§ Provided data
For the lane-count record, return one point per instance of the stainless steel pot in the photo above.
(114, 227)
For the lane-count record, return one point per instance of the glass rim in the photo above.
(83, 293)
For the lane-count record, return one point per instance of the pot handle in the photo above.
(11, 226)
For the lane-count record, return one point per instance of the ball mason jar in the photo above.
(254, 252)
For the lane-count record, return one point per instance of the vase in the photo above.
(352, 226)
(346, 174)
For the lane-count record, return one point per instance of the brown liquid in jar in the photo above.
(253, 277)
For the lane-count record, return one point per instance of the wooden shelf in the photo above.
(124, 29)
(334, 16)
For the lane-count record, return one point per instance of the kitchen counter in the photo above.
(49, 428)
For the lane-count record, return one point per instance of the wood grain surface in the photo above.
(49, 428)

§ Problem details
Repeat each of the entries above precisely as given.

§ Output of the exercise
For the lane-count record, return one point per instance of the stainless steel pot in the photo above.
(114, 227)
For the lane-count record, return one point per instance of the glass rim in the photo above.
(83, 293)
For the lane-count record, return one point per instance of the pot handle in the photo above.
(11, 226)
For the lane-count record, return one point per instance of the ball mason jar in the photo above.
(254, 252)
For the lane-count record, return one point per instance of the vase in the photo above.
(352, 226)
(346, 174)
For the lane-count record, return one point per instance of the brown liquid in jar in the photo above.
(253, 277)
For the lane-count record, return one point per instance of the wooden shelf in the photo above.
(124, 29)
(334, 16)
For the lane-count record, return one point per instance of the kitchen counter in the photo above.
(49, 428)
For the lane-count record, return one point per instance of the wood grain surface in the photo above.
(49, 428)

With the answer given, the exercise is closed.